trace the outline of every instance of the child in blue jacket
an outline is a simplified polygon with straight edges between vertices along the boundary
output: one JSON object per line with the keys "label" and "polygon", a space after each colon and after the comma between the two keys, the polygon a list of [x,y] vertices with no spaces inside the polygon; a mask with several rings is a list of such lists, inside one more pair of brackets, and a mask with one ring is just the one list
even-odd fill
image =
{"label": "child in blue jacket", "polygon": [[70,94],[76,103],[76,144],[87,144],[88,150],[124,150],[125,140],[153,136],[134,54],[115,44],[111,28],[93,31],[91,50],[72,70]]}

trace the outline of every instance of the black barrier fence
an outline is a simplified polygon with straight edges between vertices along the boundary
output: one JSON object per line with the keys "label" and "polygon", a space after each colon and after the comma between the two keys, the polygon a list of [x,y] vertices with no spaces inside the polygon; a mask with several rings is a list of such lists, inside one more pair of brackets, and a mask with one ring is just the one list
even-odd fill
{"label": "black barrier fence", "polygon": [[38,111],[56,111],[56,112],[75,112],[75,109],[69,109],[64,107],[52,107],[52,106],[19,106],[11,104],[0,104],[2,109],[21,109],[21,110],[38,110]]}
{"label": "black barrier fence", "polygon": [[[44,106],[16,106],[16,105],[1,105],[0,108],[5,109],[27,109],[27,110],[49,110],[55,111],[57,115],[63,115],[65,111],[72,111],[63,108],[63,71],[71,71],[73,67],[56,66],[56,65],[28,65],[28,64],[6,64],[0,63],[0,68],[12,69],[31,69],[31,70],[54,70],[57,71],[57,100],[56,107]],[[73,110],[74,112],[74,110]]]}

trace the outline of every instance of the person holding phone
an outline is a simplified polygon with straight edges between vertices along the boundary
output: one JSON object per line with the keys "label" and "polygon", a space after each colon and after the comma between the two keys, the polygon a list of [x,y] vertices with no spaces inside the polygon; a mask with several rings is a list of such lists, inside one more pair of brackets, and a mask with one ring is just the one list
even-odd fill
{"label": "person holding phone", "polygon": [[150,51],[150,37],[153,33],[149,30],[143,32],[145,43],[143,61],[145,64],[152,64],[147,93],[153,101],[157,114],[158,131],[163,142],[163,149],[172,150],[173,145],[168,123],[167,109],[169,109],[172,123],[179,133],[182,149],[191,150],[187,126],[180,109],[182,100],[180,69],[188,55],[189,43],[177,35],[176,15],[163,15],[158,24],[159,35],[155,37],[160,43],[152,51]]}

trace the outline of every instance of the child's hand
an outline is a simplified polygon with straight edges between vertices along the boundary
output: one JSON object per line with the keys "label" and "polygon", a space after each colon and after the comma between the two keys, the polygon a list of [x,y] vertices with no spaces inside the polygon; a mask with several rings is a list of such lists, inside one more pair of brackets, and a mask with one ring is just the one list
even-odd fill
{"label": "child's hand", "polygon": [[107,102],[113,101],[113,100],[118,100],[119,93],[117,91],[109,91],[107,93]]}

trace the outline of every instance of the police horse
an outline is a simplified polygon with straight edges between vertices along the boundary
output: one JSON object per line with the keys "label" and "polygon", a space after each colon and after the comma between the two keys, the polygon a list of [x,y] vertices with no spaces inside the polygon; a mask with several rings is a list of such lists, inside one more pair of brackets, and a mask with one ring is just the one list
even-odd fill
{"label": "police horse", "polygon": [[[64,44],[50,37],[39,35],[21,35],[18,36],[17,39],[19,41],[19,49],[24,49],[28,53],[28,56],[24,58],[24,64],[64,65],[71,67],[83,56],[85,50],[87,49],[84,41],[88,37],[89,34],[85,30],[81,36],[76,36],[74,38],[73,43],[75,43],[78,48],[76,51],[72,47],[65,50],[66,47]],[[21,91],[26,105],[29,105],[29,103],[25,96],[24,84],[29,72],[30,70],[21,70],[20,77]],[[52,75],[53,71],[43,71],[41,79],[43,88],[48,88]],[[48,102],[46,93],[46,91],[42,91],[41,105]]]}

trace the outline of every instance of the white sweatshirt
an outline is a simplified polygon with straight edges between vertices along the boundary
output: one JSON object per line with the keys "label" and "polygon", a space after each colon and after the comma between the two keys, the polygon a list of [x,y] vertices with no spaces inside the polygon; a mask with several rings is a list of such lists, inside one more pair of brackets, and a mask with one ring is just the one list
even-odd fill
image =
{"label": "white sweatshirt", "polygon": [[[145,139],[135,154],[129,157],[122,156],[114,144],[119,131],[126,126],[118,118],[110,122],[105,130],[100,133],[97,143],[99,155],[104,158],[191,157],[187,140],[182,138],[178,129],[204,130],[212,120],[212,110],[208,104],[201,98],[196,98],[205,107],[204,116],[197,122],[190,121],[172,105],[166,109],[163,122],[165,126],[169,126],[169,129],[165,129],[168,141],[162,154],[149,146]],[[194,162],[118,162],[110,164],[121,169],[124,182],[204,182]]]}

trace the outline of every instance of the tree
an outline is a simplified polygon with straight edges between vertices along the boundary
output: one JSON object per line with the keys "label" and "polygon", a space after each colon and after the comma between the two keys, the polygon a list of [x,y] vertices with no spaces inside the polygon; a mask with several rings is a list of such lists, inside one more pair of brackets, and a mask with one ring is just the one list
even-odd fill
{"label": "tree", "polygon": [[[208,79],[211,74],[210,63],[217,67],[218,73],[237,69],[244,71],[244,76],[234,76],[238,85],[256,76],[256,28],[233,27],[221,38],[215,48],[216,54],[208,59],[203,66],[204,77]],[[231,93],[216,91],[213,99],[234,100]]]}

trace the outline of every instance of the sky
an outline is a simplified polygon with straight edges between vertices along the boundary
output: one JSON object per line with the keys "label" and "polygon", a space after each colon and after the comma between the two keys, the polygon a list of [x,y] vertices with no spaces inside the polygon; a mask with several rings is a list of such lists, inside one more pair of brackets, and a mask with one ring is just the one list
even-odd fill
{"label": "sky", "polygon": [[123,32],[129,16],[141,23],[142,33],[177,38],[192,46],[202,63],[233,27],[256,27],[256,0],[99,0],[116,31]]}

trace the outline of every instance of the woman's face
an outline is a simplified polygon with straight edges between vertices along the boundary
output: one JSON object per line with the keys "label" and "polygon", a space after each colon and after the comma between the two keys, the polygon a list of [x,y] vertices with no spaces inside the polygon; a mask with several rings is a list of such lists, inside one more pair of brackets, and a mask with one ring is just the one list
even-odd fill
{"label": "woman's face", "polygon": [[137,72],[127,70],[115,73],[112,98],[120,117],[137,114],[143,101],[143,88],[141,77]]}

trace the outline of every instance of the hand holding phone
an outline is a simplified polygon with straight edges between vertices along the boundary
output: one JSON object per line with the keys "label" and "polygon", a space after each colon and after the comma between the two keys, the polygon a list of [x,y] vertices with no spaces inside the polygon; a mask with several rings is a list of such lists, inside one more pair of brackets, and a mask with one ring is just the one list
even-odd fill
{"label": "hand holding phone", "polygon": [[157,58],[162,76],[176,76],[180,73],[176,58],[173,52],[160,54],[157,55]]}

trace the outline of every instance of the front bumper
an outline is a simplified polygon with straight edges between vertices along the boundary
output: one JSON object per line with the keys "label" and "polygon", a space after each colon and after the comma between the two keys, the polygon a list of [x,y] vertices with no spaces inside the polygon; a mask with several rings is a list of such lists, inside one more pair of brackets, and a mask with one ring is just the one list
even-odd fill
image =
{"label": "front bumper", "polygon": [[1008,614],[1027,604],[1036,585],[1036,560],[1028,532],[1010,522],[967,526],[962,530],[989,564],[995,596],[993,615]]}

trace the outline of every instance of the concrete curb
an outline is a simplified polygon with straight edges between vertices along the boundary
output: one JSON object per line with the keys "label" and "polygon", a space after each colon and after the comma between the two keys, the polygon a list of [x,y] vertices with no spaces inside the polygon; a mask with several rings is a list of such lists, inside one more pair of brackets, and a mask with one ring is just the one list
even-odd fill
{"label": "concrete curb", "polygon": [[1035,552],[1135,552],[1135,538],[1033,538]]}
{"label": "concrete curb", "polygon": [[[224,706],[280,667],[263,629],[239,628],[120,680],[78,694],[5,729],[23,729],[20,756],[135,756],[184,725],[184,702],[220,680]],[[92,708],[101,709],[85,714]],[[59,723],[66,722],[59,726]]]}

> [SHORT PROBLEM]:
Your task is to write out the lines from the one with "trace the outline of every instance of the front" through the end of the records, exactly and with nothing added.

> [CORRECT RESULT]:
trace the outline of every instance of the front bumper
an outline is a simplified polygon with straight edges between vertices along the boundary
output: one JSON object per line with the keys "label" and "polygon", a space after each colon and after the comma between the two keys, the polygon a list of [x,y] vertices with no spaces inside the polygon; a mask with several rings is a list of such lists, inside one more pair of brackets, and a mask with one ring is just the one list
even-odd fill
image =
{"label": "front bumper", "polygon": [[1008,614],[1027,604],[1036,585],[1036,560],[1028,532],[1010,522],[967,526],[962,530],[989,564],[995,596],[993,615]]}

trace the outline of every instance of the concrete curb
an outline is a simplified polygon with straight edges between vertices along the boundary
output: one JSON object per line with the keys "label" and "polygon", a space after each colon and after the comma between the two keys, the polygon a list of [x,y] vertices with no spaces inside the polygon; a mask with several rings is a list of such lists, inside one more pair of brackets, and a mask with one ring is just the one list
even-odd fill
{"label": "concrete curb", "polygon": [[1035,552],[1135,552],[1135,538],[1033,538]]}
{"label": "concrete curb", "polygon": [[[224,706],[280,667],[263,629],[239,628],[120,680],[78,694],[5,729],[23,729],[20,756],[135,756],[184,725],[184,702],[220,680]],[[92,708],[101,709],[85,714]],[[59,723],[66,722],[59,726]]]}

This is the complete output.